Tasks for this exercise |
A) In the tsunami discussion, how long can a tsunami's wavelength be before it reaches shallow water?
B) Carry the tsunami discussion on past its last sentence.

Tsunami question

I’m no expert on tsunamis but its my understanding that they are a fast moving wave caused by an earthquake that passes through the ocean and then results in a huge powerful wall of water that is created and breaks when it gets close to shore.

Say you are a scuba diver far out in the ocean and are underwater when a tsunami wave passes. What would the diver experience? Would it be noticed? Would the wave cause physical damage? What about boats and ship on the surface? What is the effect on them?

Please help me fight my ignorance.

Tsunamis are almost unnoticeable, out in the deep ocean, unless you have special equipment to specifically look for them.

There’s video from a Japanese ship riding over a tsunami from several years ago. It’s clear there’s something major going on, but it’s not nearly as dramatic as you might expect.

The tsunami only becomes a wall of water as the wave starts dragging the bottom - the bottom slows the wave down and it’s energy pushes the water higher than normal. The same effect is seen with regular ocean waves, but with a tsunami it’s much more water being displaced by a much stronger force. As with normal waves, a tsunami pulls water out before coming ashore - just watch any beach cam. Also, a tsunami is not necessarily one wave, but essentially the surface of the ocean rising temporarily in a specific location, then retreating.

As already said, the answer to both is “nothing”. Tsunami waves are extremely fast-moving but also extremely low amplitude and have a very large wavelength (potentially up to hundreds of miles) until they hit shallow water. Only then do they become a dangerous, mighty force.

Dataset extract |

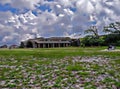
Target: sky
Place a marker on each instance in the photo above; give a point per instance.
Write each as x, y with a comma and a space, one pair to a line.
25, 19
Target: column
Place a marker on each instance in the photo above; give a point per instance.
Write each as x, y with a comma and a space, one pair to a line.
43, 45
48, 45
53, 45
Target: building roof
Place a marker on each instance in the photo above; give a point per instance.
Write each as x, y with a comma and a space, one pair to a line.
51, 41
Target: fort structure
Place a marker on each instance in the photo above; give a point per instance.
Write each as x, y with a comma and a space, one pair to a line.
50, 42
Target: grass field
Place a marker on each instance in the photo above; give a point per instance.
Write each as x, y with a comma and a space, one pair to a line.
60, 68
* * *
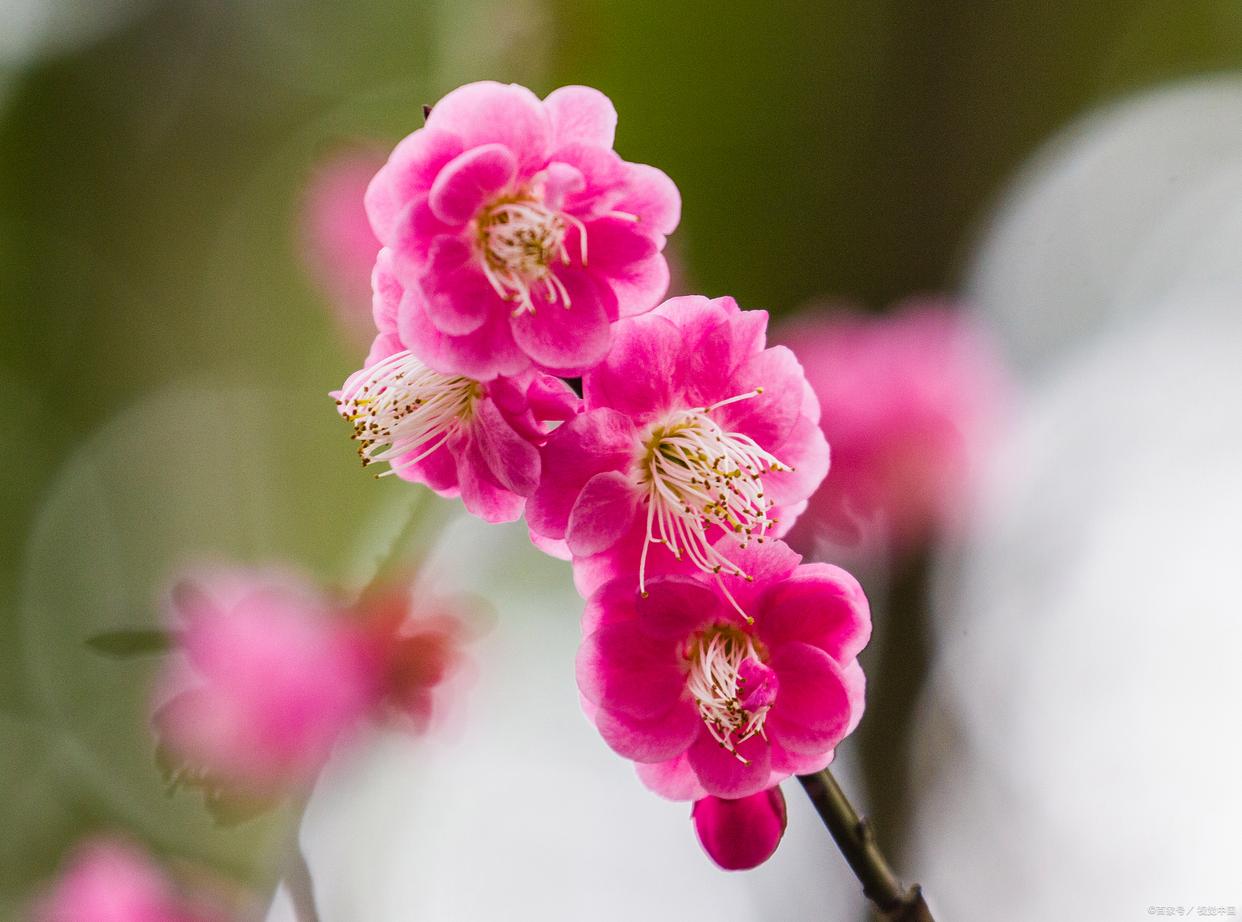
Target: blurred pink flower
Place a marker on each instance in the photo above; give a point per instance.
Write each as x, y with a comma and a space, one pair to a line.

Answers for this exercise |
A) Potentially up to hundreds of miles.

B)
Based on that video - a scuba diver might notice going up and down a bit.

Like mentioned, tsunamis like regular waves start to crest (rise and go tubular, etc) when they hit shallow water. If you recall the videos of damage in the Japanese massive earthquake, those waves mostly did not even break in the harbours like the classic movie giant wall of water with foam on top. It was more like a series of successive surges, often aggravated by the surge coming into a progressively narrower bay, and flowing over the sea walls.

as far as I understand it, a tsunami on a very shallow beach would just peter out (still flooding inland, but no parafernalic waves or so).

Since water cant compress, think of a tsunami as a huge sheetmetal plate that get pushed hard on one end, and eventually the push will come out at the other end of the sheetmetal (but delayed) … also, since there is a radiant component (potentially 360°), their force might (or might not) get spread out over a huge milage at the receiving end, e.g. the 4000km of Chile’s coast. The last 2 or so tsunami warnings we had, produced waves of 50cm, so well within “normal noise”.

Usually earthquakes are the cause, but underwater landslides can also generate tsunamis.

They are also usually several waves, not just one - and the first wave may not be biggest.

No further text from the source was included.